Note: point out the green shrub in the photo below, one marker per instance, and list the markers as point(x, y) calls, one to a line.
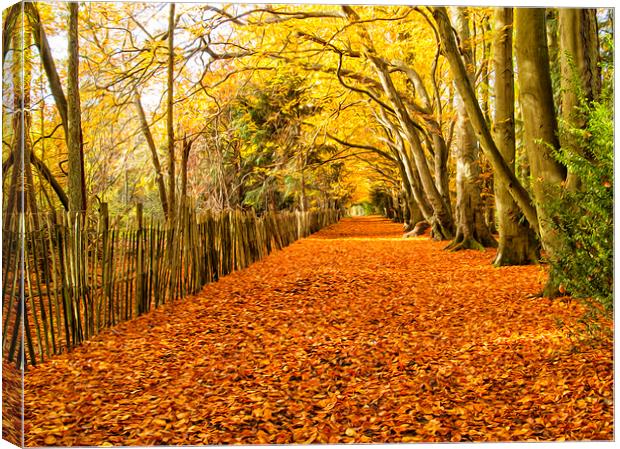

- - - - - - -

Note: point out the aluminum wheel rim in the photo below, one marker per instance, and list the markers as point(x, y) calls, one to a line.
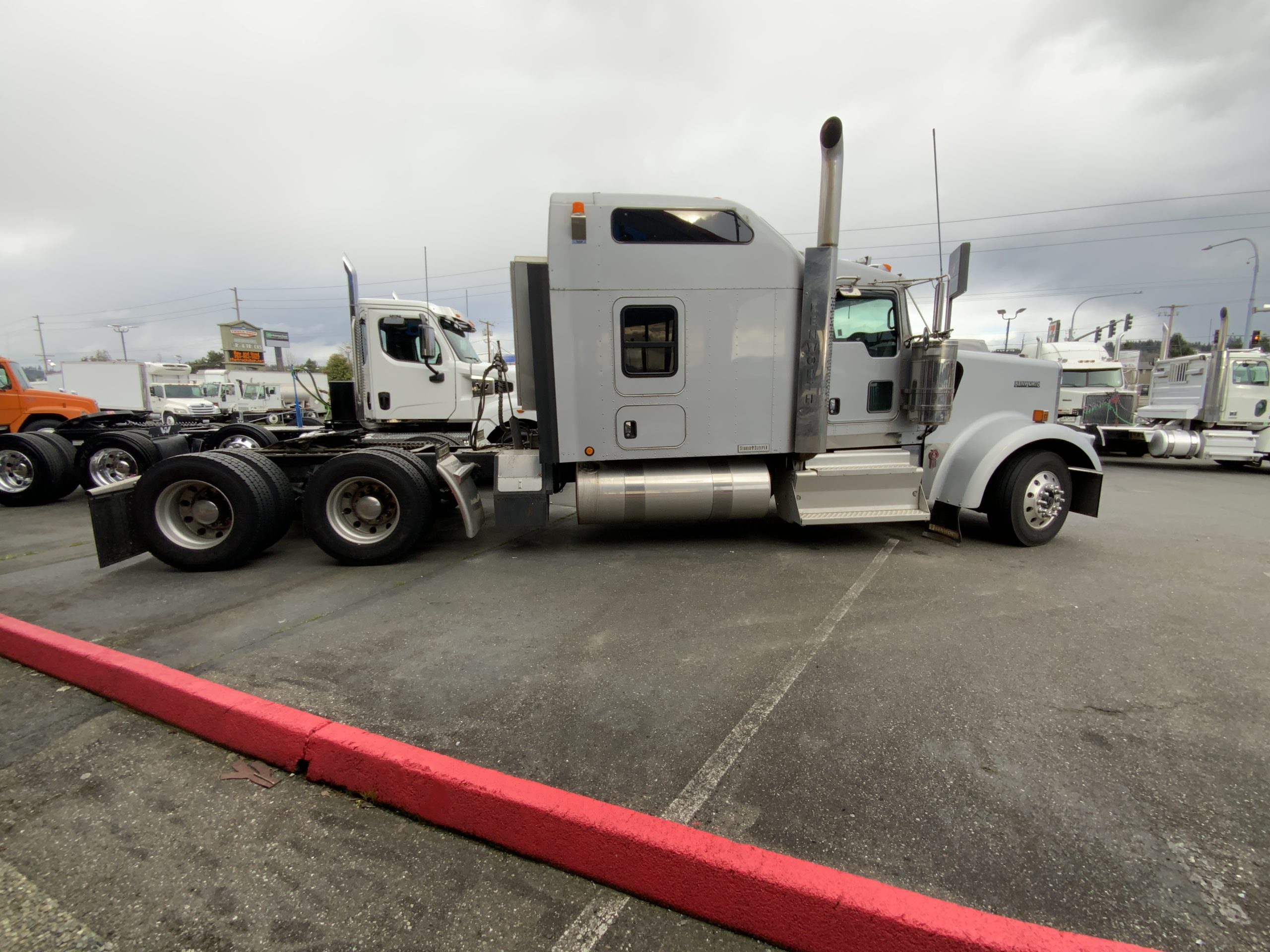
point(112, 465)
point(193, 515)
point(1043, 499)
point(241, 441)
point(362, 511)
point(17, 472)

- - - - - - -

→ Exercise requirements
Retype the material word for word, from the line containing "Note: point out the aluminum" up to and including the line containing "point(17, 472)". Leave the pictures out of your copy.

→ Reply to the exercise
Note: point out the aluminum wheel rim in the photo below, one marker per instance, and list the markers as point(x, y) calls, one to a line.
point(112, 465)
point(193, 515)
point(1043, 499)
point(241, 441)
point(362, 511)
point(17, 472)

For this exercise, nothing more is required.